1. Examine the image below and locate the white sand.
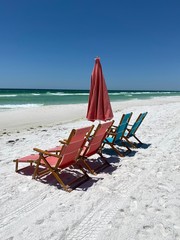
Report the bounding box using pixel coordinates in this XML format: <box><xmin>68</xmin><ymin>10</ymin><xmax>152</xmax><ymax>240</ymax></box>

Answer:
<box><xmin>0</xmin><ymin>96</ymin><xmax>180</xmax><ymax>240</ymax></box>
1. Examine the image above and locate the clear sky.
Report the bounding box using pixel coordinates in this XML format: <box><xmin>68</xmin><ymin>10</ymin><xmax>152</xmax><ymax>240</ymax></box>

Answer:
<box><xmin>0</xmin><ymin>0</ymin><xmax>180</xmax><ymax>90</ymax></box>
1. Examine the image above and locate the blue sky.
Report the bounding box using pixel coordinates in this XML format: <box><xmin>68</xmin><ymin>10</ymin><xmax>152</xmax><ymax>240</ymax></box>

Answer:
<box><xmin>0</xmin><ymin>0</ymin><xmax>180</xmax><ymax>90</ymax></box>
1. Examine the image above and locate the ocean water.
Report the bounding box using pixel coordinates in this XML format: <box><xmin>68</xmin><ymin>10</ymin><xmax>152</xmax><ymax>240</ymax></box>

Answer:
<box><xmin>0</xmin><ymin>88</ymin><xmax>180</xmax><ymax>111</ymax></box>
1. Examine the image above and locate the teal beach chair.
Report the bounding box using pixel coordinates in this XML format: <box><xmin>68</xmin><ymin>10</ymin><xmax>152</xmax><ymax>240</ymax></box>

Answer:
<box><xmin>109</xmin><ymin>112</ymin><xmax>132</xmax><ymax>135</ymax></box>
<box><xmin>103</xmin><ymin>122</ymin><xmax>131</xmax><ymax>157</ymax></box>
<box><xmin>125</xmin><ymin>112</ymin><xmax>148</xmax><ymax>147</ymax></box>
<box><xmin>120</xmin><ymin>112</ymin><xmax>133</xmax><ymax>124</ymax></box>
<box><xmin>111</xmin><ymin>112</ymin><xmax>132</xmax><ymax>131</ymax></box>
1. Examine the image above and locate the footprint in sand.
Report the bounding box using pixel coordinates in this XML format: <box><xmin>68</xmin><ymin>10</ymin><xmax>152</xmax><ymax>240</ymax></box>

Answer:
<box><xmin>35</xmin><ymin>218</ymin><xmax>45</xmax><ymax>225</ymax></box>
<box><xmin>7</xmin><ymin>140</ymin><xmax>16</xmax><ymax>144</ymax></box>
<box><xmin>143</xmin><ymin>225</ymin><xmax>153</xmax><ymax>231</ymax></box>
<box><xmin>136</xmin><ymin>225</ymin><xmax>154</xmax><ymax>239</ymax></box>
<box><xmin>157</xmin><ymin>223</ymin><xmax>171</xmax><ymax>238</ymax></box>
<box><xmin>129</xmin><ymin>196</ymin><xmax>138</xmax><ymax>212</ymax></box>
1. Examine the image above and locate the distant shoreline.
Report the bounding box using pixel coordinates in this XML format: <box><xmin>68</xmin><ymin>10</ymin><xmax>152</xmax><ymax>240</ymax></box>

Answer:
<box><xmin>1</xmin><ymin>96</ymin><xmax>180</xmax><ymax>133</ymax></box>
<box><xmin>0</xmin><ymin>89</ymin><xmax>180</xmax><ymax>112</ymax></box>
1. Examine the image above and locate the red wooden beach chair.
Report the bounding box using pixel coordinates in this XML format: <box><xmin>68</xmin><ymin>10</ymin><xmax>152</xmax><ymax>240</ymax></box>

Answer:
<box><xmin>13</xmin><ymin>126</ymin><xmax>94</xmax><ymax>178</ymax></box>
<box><xmin>80</xmin><ymin>121</ymin><xmax>114</xmax><ymax>174</ymax></box>
<box><xmin>32</xmin><ymin>126</ymin><xmax>94</xmax><ymax>192</ymax></box>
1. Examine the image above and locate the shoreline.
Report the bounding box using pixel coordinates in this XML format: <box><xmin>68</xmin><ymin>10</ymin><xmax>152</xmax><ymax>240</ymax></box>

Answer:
<box><xmin>1</xmin><ymin>96</ymin><xmax>180</xmax><ymax>133</ymax></box>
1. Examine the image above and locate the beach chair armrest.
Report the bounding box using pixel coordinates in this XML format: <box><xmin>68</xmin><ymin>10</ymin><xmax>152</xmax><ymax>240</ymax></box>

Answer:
<box><xmin>33</xmin><ymin>148</ymin><xmax>45</xmax><ymax>154</ymax></box>
<box><xmin>33</xmin><ymin>148</ymin><xmax>60</xmax><ymax>158</ymax></box>
<box><xmin>108</xmin><ymin>129</ymin><xmax>116</xmax><ymax>135</ymax></box>
<box><xmin>111</xmin><ymin>125</ymin><xmax>118</xmax><ymax>131</ymax></box>
<box><xmin>48</xmin><ymin>149</ymin><xmax>61</xmax><ymax>153</ymax></box>
<box><xmin>108</xmin><ymin>124</ymin><xmax>117</xmax><ymax>133</ymax></box>
<box><xmin>108</xmin><ymin>133</ymin><xmax>116</xmax><ymax>138</ymax></box>
<box><xmin>106</xmin><ymin>131</ymin><xmax>116</xmax><ymax>138</ymax></box>
<box><xmin>59</xmin><ymin>139</ymin><xmax>67</xmax><ymax>144</ymax></box>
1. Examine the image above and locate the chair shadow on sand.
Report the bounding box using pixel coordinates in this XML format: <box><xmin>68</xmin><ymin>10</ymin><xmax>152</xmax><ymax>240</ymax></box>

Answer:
<box><xmin>138</xmin><ymin>143</ymin><xmax>151</xmax><ymax>149</ymax></box>
<box><xmin>16</xmin><ymin>165</ymin><xmax>36</xmax><ymax>176</ymax></box>
<box><xmin>75</xmin><ymin>156</ymin><xmax>118</xmax><ymax>191</ymax></box>
<box><xmin>102</xmin><ymin>147</ymin><xmax>137</xmax><ymax>158</ymax></box>
<box><xmin>102</xmin><ymin>142</ymin><xmax>152</xmax><ymax>159</ymax></box>
<box><xmin>16</xmin><ymin>156</ymin><xmax>118</xmax><ymax>191</ymax></box>
<box><xmin>38</xmin><ymin>168</ymin><xmax>100</xmax><ymax>191</ymax></box>
<box><xmin>16</xmin><ymin>166</ymin><xmax>96</xmax><ymax>191</ymax></box>
<box><xmin>127</xmin><ymin>142</ymin><xmax>151</xmax><ymax>149</ymax></box>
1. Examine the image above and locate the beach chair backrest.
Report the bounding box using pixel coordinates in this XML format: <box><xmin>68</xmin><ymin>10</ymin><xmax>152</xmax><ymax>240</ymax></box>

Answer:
<box><xmin>84</xmin><ymin>121</ymin><xmax>114</xmax><ymax>157</ymax></box>
<box><xmin>129</xmin><ymin>112</ymin><xmax>147</xmax><ymax>136</ymax></box>
<box><xmin>67</xmin><ymin>125</ymin><xmax>94</xmax><ymax>143</ymax></box>
<box><xmin>58</xmin><ymin>138</ymin><xmax>86</xmax><ymax>169</ymax></box>
<box><xmin>114</xmin><ymin>122</ymin><xmax>128</xmax><ymax>143</ymax></box>
<box><xmin>120</xmin><ymin>112</ymin><xmax>132</xmax><ymax>125</ymax></box>
<box><xmin>57</xmin><ymin>126</ymin><xmax>93</xmax><ymax>169</ymax></box>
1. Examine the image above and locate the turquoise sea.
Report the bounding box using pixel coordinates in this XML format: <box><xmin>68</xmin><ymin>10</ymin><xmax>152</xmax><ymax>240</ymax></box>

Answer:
<box><xmin>0</xmin><ymin>89</ymin><xmax>180</xmax><ymax>111</ymax></box>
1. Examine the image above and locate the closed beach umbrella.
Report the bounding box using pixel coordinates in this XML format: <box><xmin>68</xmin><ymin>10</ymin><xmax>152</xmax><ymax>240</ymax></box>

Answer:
<box><xmin>86</xmin><ymin>57</ymin><xmax>113</xmax><ymax>121</ymax></box>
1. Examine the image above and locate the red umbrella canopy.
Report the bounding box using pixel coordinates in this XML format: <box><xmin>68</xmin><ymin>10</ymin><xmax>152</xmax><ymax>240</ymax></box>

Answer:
<box><xmin>86</xmin><ymin>57</ymin><xmax>114</xmax><ymax>122</ymax></box>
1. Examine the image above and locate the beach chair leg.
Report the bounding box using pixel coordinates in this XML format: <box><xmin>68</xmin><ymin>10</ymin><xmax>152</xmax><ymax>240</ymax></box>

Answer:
<box><xmin>62</xmin><ymin>167</ymin><xmax>90</xmax><ymax>192</ymax></box>
<box><xmin>124</xmin><ymin>137</ymin><xmax>137</xmax><ymax>148</ymax></box>
<box><xmin>125</xmin><ymin>144</ymin><xmax>132</xmax><ymax>152</ymax></box>
<box><xmin>15</xmin><ymin>160</ymin><xmax>19</xmax><ymax>172</ymax></box>
<box><xmin>109</xmin><ymin>144</ymin><xmax>125</xmax><ymax>157</ymax></box>
<box><xmin>100</xmin><ymin>142</ymin><xmax>106</xmax><ymax>152</ymax></box>
<box><xmin>133</xmin><ymin>135</ymin><xmax>143</xmax><ymax>144</ymax></box>
<box><xmin>32</xmin><ymin>163</ymin><xmax>39</xmax><ymax>179</ymax></box>
<box><xmin>81</xmin><ymin>158</ymin><xmax>97</xmax><ymax>175</ymax></box>
<box><xmin>121</xmin><ymin>140</ymin><xmax>132</xmax><ymax>152</ymax></box>
<box><xmin>77</xmin><ymin>164</ymin><xmax>90</xmax><ymax>177</ymax></box>
<box><xmin>53</xmin><ymin>171</ymin><xmax>72</xmax><ymax>192</ymax></box>
<box><xmin>14</xmin><ymin>159</ymin><xmax>35</xmax><ymax>173</ymax></box>
<box><xmin>94</xmin><ymin>152</ymin><xmax>111</xmax><ymax>172</ymax></box>
<box><xmin>32</xmin><ymin>156</ymin><xmax>43</xmax><ymax>179</ymax></box>
<box><xmin>98</xmin><ymin>152</ymin><xmax>111</xmax><ymax>166</ymax></box>
<box><xmin>33</xmin><ymin>159</ymin><xmax>71</xmax><ymax>192</ymax></box>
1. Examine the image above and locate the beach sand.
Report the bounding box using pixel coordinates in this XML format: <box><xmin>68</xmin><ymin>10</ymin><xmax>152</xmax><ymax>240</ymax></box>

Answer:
<box><xmin>0</xmin><ymin>96</ymin><xmax>180</xmax><ymax>240</ymax></box>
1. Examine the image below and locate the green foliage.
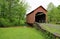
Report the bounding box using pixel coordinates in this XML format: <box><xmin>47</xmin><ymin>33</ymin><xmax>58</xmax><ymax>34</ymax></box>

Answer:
<box><xmin>40</xmin><ymin>23</ymin><xmax>60</xmax><ymax>39</ymax></box>
<box><xmin>47</xmin><ymin>2</ymin><xmax>60</xmax><ymax>23</ymax></box>
<box><xmin>0</xmin><ymin>0</ymin><xmax>28</xmax><ymax>27</ymax></box>
<box><xmin>0</xmin><ymin>18</ymin><xmax>13</xmax><ymax>27</ymax></box>
<box><xmin>33</xmin><ymin>23</ymin><xmax>56</xmax><ymax>39</ymax></box>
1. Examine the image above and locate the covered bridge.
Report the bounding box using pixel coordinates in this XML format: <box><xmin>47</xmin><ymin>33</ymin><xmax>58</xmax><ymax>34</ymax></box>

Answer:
<box><xmin>26</xmin><ymin>6</ymin><xmax>47</xmax><ymax>24</ymax></box>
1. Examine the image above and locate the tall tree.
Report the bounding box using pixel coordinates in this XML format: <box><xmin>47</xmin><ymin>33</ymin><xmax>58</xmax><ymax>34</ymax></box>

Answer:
<box><xmin>47</xmin><ymin>2</ymin><xmax>60</xmax><ymax>23</ymax></box>
<box><xmin>0</xmin><ymin>0</ymin><xmax>28</xmax><ymax>27</ymax></box>
<box><xmin>47</xmin><ymin>2</ymin><xmax>55</xmax><ymax>11</ymax></box>
<box><xmin>47</xmin><ymin>2</ymin><xmax>56</xmax><ymax>23</ymax></box>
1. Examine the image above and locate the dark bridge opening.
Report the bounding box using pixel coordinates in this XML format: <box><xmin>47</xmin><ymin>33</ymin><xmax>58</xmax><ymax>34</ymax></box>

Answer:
<box><xmin>35</xmin><ymin>12</ymin><xmax>46</xmax><ymax>23</ymax></box>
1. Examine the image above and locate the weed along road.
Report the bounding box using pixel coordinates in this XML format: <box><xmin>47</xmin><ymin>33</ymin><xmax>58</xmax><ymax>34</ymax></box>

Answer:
<box><xmin>38</xmin><ymin>23</ymin><xmax>60</xmax><ymax>38</ymax></box>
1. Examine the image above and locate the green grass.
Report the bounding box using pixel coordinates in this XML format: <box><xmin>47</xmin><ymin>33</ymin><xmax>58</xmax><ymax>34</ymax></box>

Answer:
<box><xmin>45</xmin><ymin>26</ymin><xmax>60</xmax><ymax>34</ymax></box>
<box><xmin>0</xmin><ymin>27</ymin><xmax>45</xmax><ymax>39</ymax></box>
<box><xmin>40</xmin><ymin>23</ymin><xmax>60</xmax><ymax>36</ymax></box>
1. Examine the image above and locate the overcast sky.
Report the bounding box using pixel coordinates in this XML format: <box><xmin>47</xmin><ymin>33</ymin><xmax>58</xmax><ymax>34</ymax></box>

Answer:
<box><xmin>26</xmin><ymin>0</ymin><xmax>60</xmax><ymax>14</ymax></box>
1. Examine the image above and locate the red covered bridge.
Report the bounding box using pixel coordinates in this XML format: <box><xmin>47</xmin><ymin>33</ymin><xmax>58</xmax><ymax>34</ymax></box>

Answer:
<box><xmin>26</xmin><ymin>6</ymin><xmax>47</xmax><ymax>24</ymax></box>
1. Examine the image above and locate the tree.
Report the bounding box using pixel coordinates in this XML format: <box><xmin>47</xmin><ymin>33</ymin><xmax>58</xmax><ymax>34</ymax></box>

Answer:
<box><xmin>47</xmin><ymin>2</ymin><xmax>55</xmax><ymax>11</ymax></box>
<box><xmin>57</xmin><ymin>5</ymin><xmax>60</xmax><ymax>22</ymax></box>
<box><xmin>47</xmin><ymin>2</ymin><xmax>60</xmax><ymax>23</ymax></box>
<box><xmin>47</xmin><ymin>2</ymin><xmax>56</xmax><ymax>23</ymax></box>
<box><xmin>0</xmin><ymin>0</ymin><xmax>28</xmax><ymax>27</ymax></box>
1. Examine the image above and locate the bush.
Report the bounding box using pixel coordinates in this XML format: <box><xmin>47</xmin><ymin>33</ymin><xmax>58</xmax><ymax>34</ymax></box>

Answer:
<box><xmin>0</xmin><ymin>18</ymin><xmax>13</xmax><ymax>27</ymax></box>
<box><xmin>0</xmin><ymin>18</ymin><xmax>26</xmax><ymax>27</ymax></box>
<box><xmin>10</xmin><ymin>18</ymin><xmax>19</xmax><ymax>26</ymax></box>
<box><xmin>20</xmin><ymin>20</ymin><xmax>25</xmax><ymax>25</ymax></box>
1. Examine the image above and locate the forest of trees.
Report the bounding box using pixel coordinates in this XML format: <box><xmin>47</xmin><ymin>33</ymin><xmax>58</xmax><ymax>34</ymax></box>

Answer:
<box><xmin>0</xmin><ymin>0</ymin><xmax>60</xmax><ymax>27</ymax></box>
<box><xmin>0</xmin><ymin>0</ymin><xmax>28</xmax><ymax>27</ymax></box>
<box><xmin>47</xmin><ymin>2</ymin><xmax>60</xmax><ymax>24</ymax></box>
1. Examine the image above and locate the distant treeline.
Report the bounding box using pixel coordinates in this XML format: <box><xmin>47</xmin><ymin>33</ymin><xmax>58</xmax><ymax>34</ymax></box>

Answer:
<box><xmin>47</xmin><ymin>2</ymin><xmax>60</xmax><ymax>23</ymax></box>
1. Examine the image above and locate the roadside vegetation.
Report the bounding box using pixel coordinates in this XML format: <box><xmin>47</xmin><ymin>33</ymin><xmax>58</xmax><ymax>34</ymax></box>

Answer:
<box><xmin>47</xmin><ymin>2</ymin><xmax>60</xmax><ymax>24</ymax></box>
<box><xmin>40</xmin><ymin>23</ymin><xmax>60</xmax><ymax>35</ymax></box>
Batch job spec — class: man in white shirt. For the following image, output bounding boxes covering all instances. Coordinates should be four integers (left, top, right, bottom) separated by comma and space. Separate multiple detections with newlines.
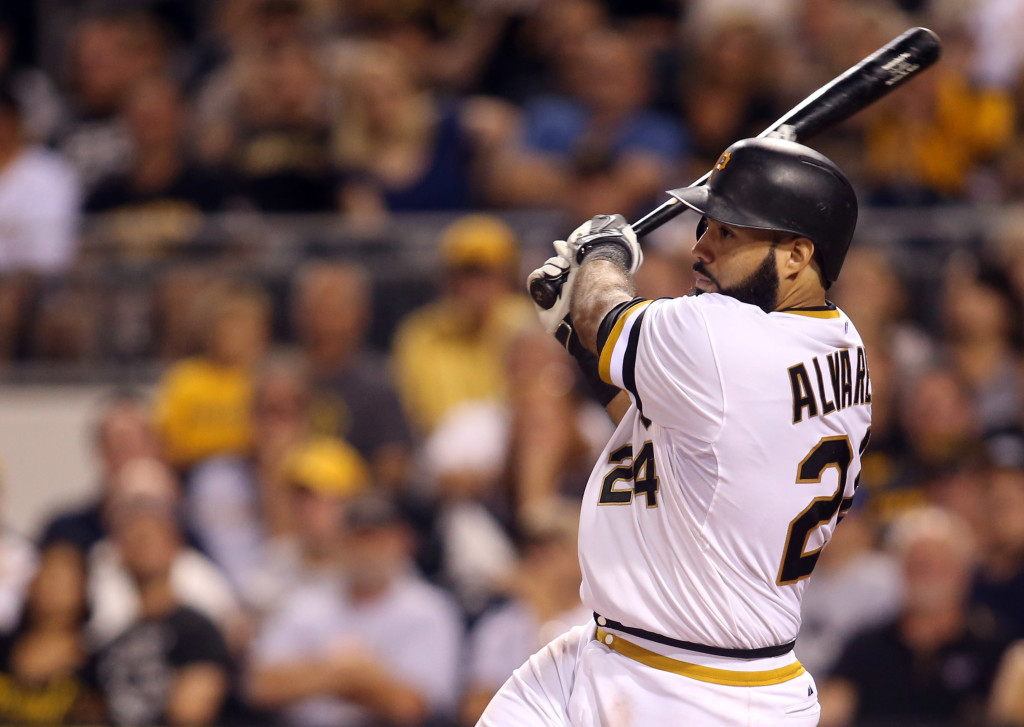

EXERCISE ->
Copy only what lies between the start of the listing above and the line containing "1. Examine the image above and locate the clear", inclusive of both ends, exactly as written, and drop the pictures.

RESULT OF THE TASK ->
1. Examine the image below and locate the white sand.
Report the bounding box using pixel coordinates in this XML format: <box><xmin>68</xmin><ymin>10</ymin><xmax>152</xmax><ymax>240</ymax></box>

Answer:
<box><xmin>0</xmin><ymin>96</ymin><xmax>180</xmax><ymax>240</ymax></box>
1. Examine the image above and locate the clear sky.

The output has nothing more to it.